Obviously, these are not good reasons (or excuses) for not giving every customer a positive experience.

For the purpose of this article I am not going to go into how we can give the customer a better experience. I think all of you reading this already know how we can do that, because it really is simple.

I have just one example, which happens to be my all-time favorite example of not providing a positive experience:

Customer: “My husband passed away, so I need to take a look at my account and see if there is anything I can do to reduce my bill.”

Agent: “That’s awesome! I can help you with that.”

Yes, you all know how to fix that, but what I really want to get into today is why we aren’t fixing it. Why are we letting this kind of behavior continue? Is it because we are just too busy to pay attention? Do we really believe everyone on our team knows how to treat a customer properly? Are we so focused on moving a number that we have lost sight of the behaviors that control those numbers?

What can you do to start making it simple and easy to create a positive experience for your customers?  Here are a few ideas:

  • Create a positive culture. Treat your employees as you would like them to treat customers
  • Inspect what you expect. Listen to your people. Are they using common courtesies? Are they showing empathy? Where can you help them build their skills through coaching?
  • Research what companies like Amazon, Chick-fil-A, Marriott and Apple are doing to remain on the best customer service lists year after year. While your company might not be a giant like the aforementioned ones, you can still use some of the simple and easy concepts that they apply in your own teams.
  • Communicate your expectations. Make it known that you expect to hear kindness, common courtesies, empathy, etc.
  • Praise and recognize good behavior. All too often, we focus on fixing. Put more focus on what’s working and what your team is doing right. Individual recognition is fantastic, and group recognition goes a long way. A combination of both is best.

Creating a positive customer experience can be simple and easy! It’s up to you to create the culture and hold your team accountable for demonstrating the proper behaviors. What will you do differently today to ensure every one of your customers has a positive experience?

* Dataset records *

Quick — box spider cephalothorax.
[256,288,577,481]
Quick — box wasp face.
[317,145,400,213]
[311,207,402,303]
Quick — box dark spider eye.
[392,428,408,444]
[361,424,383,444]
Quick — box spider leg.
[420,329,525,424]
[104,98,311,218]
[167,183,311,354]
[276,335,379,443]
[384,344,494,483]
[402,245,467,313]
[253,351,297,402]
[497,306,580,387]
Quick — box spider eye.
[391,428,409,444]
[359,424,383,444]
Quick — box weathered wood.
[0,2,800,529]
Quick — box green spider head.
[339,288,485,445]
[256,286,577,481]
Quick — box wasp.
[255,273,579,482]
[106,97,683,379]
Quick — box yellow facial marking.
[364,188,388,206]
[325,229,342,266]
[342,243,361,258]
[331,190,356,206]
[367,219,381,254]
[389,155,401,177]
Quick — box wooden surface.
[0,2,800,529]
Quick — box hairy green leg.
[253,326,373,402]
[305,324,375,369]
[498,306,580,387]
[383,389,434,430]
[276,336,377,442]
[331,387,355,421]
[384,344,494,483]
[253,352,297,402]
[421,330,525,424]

---

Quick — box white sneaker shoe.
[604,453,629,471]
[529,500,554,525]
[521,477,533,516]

* Required task *
Name the companies that the article on customer experience suggests researching.

* Answer to the task *
Amazon, Chick-fil-A, Marriott and Apple.